INSTRUCTION:
Transcribe the records in full, keeping every character as it is.

[START OF DATASET EXTRACT]

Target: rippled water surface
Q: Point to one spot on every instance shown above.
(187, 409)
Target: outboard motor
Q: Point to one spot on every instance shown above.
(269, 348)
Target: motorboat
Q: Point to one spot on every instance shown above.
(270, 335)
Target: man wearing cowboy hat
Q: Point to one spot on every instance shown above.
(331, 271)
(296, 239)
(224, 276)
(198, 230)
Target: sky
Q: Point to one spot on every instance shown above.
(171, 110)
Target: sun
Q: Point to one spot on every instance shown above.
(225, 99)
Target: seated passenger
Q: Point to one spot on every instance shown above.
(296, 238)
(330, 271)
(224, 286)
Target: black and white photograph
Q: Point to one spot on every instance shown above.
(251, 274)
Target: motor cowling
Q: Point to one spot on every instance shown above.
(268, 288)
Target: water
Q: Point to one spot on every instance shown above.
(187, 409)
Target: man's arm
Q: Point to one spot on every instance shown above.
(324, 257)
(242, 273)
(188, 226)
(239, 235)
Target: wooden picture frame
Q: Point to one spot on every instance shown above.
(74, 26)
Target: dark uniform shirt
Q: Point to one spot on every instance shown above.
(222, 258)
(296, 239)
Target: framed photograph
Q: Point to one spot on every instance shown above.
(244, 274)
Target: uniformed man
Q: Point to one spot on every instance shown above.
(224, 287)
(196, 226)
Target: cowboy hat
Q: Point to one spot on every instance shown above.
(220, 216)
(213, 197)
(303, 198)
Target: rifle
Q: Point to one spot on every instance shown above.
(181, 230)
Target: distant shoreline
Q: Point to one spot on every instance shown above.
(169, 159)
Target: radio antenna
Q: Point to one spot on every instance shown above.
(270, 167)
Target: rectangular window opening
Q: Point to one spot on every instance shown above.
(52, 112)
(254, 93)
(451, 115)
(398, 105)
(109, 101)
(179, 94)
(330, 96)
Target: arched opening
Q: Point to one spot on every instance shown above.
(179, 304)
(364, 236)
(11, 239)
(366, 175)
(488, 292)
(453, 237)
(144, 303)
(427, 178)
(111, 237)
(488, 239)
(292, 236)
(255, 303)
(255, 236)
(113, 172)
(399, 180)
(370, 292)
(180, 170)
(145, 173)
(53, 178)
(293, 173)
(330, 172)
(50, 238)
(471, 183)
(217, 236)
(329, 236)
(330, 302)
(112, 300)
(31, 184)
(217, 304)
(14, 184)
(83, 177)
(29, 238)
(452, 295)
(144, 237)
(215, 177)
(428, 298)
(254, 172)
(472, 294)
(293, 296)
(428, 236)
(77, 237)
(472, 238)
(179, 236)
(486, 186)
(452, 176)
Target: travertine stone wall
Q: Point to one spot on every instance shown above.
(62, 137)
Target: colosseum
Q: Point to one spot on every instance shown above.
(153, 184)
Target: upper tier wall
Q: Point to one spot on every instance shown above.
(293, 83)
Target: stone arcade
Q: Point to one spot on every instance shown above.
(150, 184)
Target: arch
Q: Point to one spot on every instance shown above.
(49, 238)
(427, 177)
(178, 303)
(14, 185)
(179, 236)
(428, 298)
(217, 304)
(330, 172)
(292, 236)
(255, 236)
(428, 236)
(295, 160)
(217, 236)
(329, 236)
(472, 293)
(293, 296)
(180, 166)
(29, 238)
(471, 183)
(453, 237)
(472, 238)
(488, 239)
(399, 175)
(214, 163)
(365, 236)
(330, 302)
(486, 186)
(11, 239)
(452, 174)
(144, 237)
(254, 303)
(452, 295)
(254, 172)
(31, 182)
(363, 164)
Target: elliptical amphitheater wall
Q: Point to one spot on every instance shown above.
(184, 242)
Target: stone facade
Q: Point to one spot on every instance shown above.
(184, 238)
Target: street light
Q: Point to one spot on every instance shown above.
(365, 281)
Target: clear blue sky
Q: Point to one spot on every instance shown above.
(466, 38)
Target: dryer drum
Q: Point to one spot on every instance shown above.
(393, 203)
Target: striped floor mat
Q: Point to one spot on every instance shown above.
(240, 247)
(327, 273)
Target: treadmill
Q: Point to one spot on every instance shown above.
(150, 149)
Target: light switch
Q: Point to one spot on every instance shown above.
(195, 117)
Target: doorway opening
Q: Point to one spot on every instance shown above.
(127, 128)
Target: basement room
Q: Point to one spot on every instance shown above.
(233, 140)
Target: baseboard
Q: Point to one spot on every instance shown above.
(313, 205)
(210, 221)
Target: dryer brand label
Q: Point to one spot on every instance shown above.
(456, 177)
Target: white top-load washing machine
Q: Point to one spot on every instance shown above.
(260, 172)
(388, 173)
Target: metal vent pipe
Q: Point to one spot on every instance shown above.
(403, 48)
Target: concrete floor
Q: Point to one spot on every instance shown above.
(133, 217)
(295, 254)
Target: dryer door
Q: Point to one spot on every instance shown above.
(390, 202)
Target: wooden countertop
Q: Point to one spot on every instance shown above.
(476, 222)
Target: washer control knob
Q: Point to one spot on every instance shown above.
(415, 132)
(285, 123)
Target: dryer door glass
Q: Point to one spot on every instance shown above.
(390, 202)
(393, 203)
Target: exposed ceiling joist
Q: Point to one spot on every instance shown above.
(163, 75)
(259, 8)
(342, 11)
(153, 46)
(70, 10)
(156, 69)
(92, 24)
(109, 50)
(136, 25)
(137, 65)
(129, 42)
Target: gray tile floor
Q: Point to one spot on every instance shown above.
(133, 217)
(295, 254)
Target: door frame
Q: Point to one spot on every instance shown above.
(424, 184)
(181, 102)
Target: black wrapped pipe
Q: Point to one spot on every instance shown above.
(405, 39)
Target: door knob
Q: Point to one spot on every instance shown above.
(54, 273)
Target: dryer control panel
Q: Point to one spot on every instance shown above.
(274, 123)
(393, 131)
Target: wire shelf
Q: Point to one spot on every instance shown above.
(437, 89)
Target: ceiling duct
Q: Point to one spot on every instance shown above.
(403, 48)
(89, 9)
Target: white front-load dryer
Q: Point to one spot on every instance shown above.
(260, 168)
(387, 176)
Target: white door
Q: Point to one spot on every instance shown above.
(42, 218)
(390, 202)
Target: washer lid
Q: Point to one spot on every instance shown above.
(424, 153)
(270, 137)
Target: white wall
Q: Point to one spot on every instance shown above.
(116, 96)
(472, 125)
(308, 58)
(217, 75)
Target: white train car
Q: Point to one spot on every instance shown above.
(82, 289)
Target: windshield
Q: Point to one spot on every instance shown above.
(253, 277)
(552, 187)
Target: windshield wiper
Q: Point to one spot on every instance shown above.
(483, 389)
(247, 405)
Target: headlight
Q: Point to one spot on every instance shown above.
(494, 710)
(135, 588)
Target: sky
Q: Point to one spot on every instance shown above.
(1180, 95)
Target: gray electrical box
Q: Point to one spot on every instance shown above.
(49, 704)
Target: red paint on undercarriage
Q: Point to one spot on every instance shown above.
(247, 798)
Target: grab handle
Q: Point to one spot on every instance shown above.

[END OF DATASET EXTRACT]

RESULT:
Target: rippled water surface
Q: Point to one spot on every instance shown above.
(187, 409)
Target: outboard motor
Q: Point to one spot on every instance shown above.
(269, 348)
Target: motorboat
Q: Point to one spot on every instance shown above.
(270, 335)
Target: man wearing cowboy hat
Q: Point to one spot on every instance shown above.
(331, 271)
(296, 239)
(224, 276)
(198, 230)
Target: sky
Q: Point to one spot on every instance shown above.
(171, 110)
Target: sun
Q: Point to one spot on every instance shown above.
(225, 99)
Target: seated passenger
Q: Point to one spot on every instance shown above.
(296, 238)
(330, 271)
(224, 286)
Target: black and white photograph
Q: Point to one spot on every instance shown above.
(251, 274)
Target: motor cowling
Q: Point to one spot on every instance shown above.
(268, 288)
Target: water
Q: Point to one spot on every instance shown above.
(187, 409)
Target: man's arm
Q: Point to one spot on every instance shown above.
(324, 257)
(242, 273)
(188, 226)
(239, 235)
Target: wooden picture frame
Q: Point to one spot on every instance shown above.
(74, 26)
Target: dark uniform shirt
Q: Point to one spot on every instance shown above.
(222, 258)
(296, 239)
Target: framed photograph
Q: Point to one spot on every instance shown above.
(244, 274)
Target: uniformed man
Q: Point to one spot on every instance shown above.
(224, 287)
(196, 226)
Target: cowboy hat
Q: Point to one spot on every instance shown above.
(220, 216)
(213, 197)
(303, 198)
Target: rifle
Q: Point to one spot on every instance shown above.
(181, 230)
Target: distant shoreline
Q: Point to one spot on every instance shown above.
(169, 159)
Target: radio antenna
Q: Point to one spot on every instance shown above.
(270, 167)
Target: rectangular window opening
Q: Point to one spot on every instance shown above.
(52, 112)
(254, 93)
(451, 115)
(398, 105)
(109, 101)
(179, 94)
(330, 96)
Target: arched opening
Q: Point to one spot on every instance shown above.
(179, 304)
(364, 236)
(11, 239)
(366, 175)
(488, 292)
(453, 237)
(144, 303)
(427, 178)
(111, 237)
(488, 239)
(292, 236)
(255, 303)
(255, 236)
(113, 172)
(399, 180)
(370, 292)
(180, 170)
(145, 173)
(53, 178)
(293, 173)
(330, 172)
(50, 238)
(471, 183)
(217, 236)
(329, 236)
(330, 302)
(112, 300)
(31, 184)
(217, 304)
(14, 184)
(83, 177)
(29, 238)
(452, 295)
(144, 237)
(215, 177)
(428, 298)
(254, 172)
(472, 294)
(293, 296)
(428, 236)
(77, 237)
(472, 238)
(179, 236)
(486, 186)
(452, 176)
Target: travertine stone wall
Q: Point to one spot on every instance shown above.
(62, 137)
Target: colosseum
Q: Point to one spot on every instance shown above.
(153, 184)
Target: upper tier wall
Q: Point to one spot on every instance shown above.
(293, 83)
Target: stone arcade
Q: Point to one spot on every instance shown above.
(150, 184)
Target: arch
Q: Point to one spot on every instance shown above.
(49, 238)
(427, 177)
(178, 303)
(14, 185)
(179, 236)
(428, 298)
(217, 304)
(330, 172)
(292, 236)
(255, 236)
(428, 236)
(295, 160)
(217, 236)
(329, 236)
(472, 293)
(293, 296)
(180, 166)
(29, 238)
(471, 183)
(453, 237)
(472, 238)
(488, 239)
(399, 175)
(214, 163)
(365, 236)
(330, 302)
(486, 186)
(11, 239)
(452, 174)
(144, 237)
(254, 303)
(452, 295)
(254, 172)
(31, 182)
(363, 164)
Target: elliptical amphitheater wall
Q: Point to one spot on every instance shown above.
(184, 242)
Target: stone facade
Q: Point to one spot on every instance shown above.
(184, 238)
Target: street light
Q: Point to one spot on every instance shown above.
(365, 281)
Target: clear blue sky
Q: Point to one spot on every instance shown above.
(466, 38)
Target: dryer drum
Q: Point to one spot on every instance shown above.
(393, 203)
Target: striped floor mat
Q: Point to one spot on every instance shown above.
(240, 247)
(327, 273)
Target: treadmill
Q: Point to one spot on every instance shown above.
(150, 149)
Target: light switch
Q: Point to one spot on every instance shown above.
(195, 117)
Target: doorway opening
Q: Point to one spot on every instance shown above.
(127, 128)
Target: basement room
Q: Point to one spot on every instance shown above.
(233, 140)
Target: baseboard
Q: Point to one spot on every instance shown above.
(313, 205)
(210, 221)
Target: dryer brand label
Q: Point to one spot on every instance shown above.
(456, 177)
Target: white top-load washing machine
Q: Point to one spot on every instance shown above.
(260, 172)
(388, 173)
Target: metal vent pipe
Q: Point to one spot on every instance shown above.
(403, 48)
Target: concrete floor
Q: Point to one spot on every instance shown above.
(133, 217)
(295, 254)
Target: dryer door
Q: Point to one spot on every instance shown above.
(390, 202)
Target: wooden countertop
Q: Point to one spot on every instance shown above.
(476, 222)
Target: washer control knob
Q: Point to one spot on every instance shown above.
(415, 132)
(285, 123)
Target: dryer door glass
Q: Point to one spot on every instance shown above.
(390, 202)
(393, 203)
Target: exposed ceiling joist
Q: Point to one spot on every instance shown above.
(163, 75)
(259, 8)
(342, 11)
(153, 46)
(70, 10)
(156, 69)
(92, 24)
(109, 50)
(136, 25)
(137, 65)
(129, 42)
Target: gray tile floor
Q: Point to one spot on every instance shown above.
(133, 217)
(295, 254)
Target: door frame
Q: Point to one spot on every instance shown above.
(424, 184)
(181, 102)
Target: black wrapped pipe
Q: Point to one spot on every instance shown above.
(405, 39)
Target: door knob
Q: Point to one spot on every instance shown above.
(54, 273)
Target: dryer control panel
Q: Point to one spot on every instance shown above.
(274, 123)
(393, 131)
Target: wire shelf
Q: Point to one spot on every instance shown above.
(437, 89)
Target: ceiling duct
Q: Point to one spot on every instance shown above.
(403, 48)
(89, 9)
Target: white front-load dryer
Q: Point to one spot on every instance shown above.
(260, 168)
(387, 176)
Target: white door
Q: Point to one spot on every instance shown above.
(42, 218)
(390, 202)
Target: washer lid
Q: Point to one spot on every instance shown above.
(424, 153)
(270, 137)
Target: white wall
Q: Point to one spot on every instance shown above.
(116, 96)
(472, 125)
(308, 58)
(217, 75)
Target: white train car
Q: Point to one spot on every instance shown above.
(82, 289)
Target: windshield
Q: Point to one spot on every instance shown above.
(253, 277)
(552, 187)
Target: windshield wiper
Q: Point to one spot on every instance shown above.
(483, 389)
(247, 405)
Target: headlight
Q: Point to one spot on every instance shown above.
(494, 710)
(135, 588)
Target: sky
Q: Point to one spot on every instance shown above.
(1180, 95)
Target: gray electrical box
Q: Point to one spot on every instance shown above.
(49, 704)
Target: red paint on undercarriage
Q: Point to one spot on every instance shown above.
(247, 798)
Target: grab handle
Q: Point to one spot on every instance shown above.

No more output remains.